■ GIVEN INSTRUCTION
In the records, take the lines from the one with "of the woven" to the one with "Target: green leaf" and swap "woven texture pattern" for "braided texture pattern" wherever it occurs, changing nothing else. Return only those lines.

■ STORED ROWS
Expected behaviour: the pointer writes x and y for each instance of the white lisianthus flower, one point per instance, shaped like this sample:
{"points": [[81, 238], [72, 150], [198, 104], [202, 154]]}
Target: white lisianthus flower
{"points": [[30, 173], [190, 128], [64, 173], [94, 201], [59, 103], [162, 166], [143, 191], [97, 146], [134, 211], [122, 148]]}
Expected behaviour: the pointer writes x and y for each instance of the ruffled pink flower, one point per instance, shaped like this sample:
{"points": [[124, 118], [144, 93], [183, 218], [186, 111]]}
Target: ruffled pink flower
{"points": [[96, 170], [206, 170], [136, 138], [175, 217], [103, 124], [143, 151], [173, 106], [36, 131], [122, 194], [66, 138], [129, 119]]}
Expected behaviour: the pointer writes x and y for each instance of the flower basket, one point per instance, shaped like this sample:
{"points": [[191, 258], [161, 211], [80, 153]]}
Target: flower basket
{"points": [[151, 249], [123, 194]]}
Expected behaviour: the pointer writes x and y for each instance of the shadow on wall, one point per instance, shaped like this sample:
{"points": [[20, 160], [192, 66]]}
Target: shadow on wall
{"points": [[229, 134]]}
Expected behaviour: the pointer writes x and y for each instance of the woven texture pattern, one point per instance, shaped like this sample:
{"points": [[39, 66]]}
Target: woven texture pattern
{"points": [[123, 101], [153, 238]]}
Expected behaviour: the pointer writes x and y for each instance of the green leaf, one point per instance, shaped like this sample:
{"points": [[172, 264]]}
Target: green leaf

==

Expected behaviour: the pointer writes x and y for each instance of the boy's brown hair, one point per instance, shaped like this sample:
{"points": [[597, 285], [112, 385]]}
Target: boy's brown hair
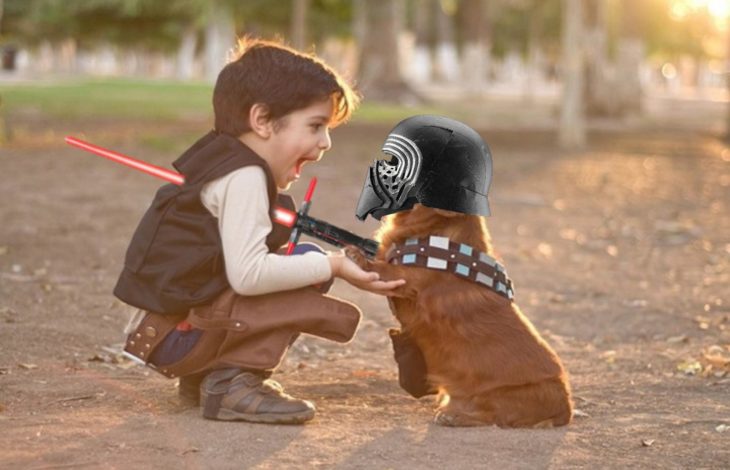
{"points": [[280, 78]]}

■ REPLY TO THE EXERCISE
Expected behaviour: the pointer writes x and y for each instance of the braided texture pattern, one point per instance, shaped like this sample:
{"points": [[39, 66]]}
Target: braided texture pattern
{"points": [[123, 101], [153, 238]]}
Expected behaviour: the pointer writes x and y for each instance of the green leaf, one point per instance, shaped like this sample:
{"points": [[172, 264]]}
Target: green leaf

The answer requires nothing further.